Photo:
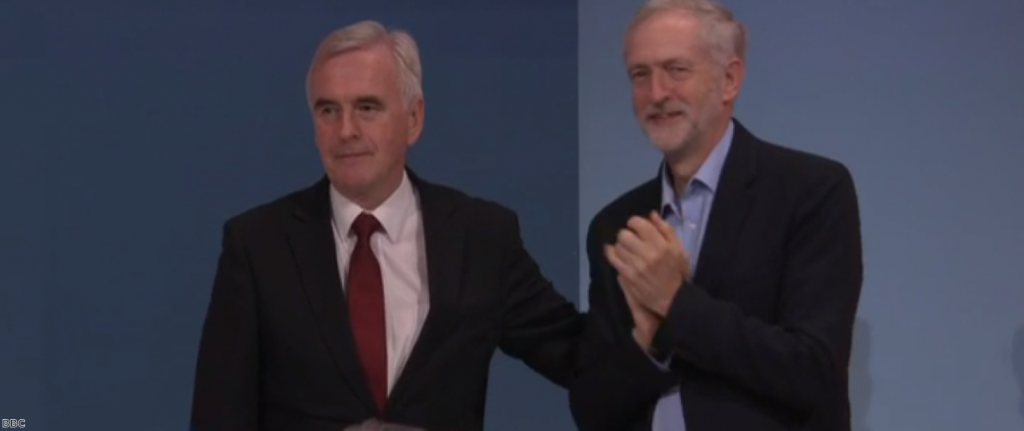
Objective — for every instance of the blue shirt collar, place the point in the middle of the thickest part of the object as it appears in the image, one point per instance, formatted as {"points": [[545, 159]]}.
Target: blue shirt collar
{"points": [[707, 176]]}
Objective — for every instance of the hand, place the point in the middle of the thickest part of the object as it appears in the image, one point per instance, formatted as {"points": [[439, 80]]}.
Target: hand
{"points": [[645, 322], [650, 261]]}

──────────────────────────────

Please give the number of lines above that hold the word "thickest", and only that number.

> _RESPONSE_
2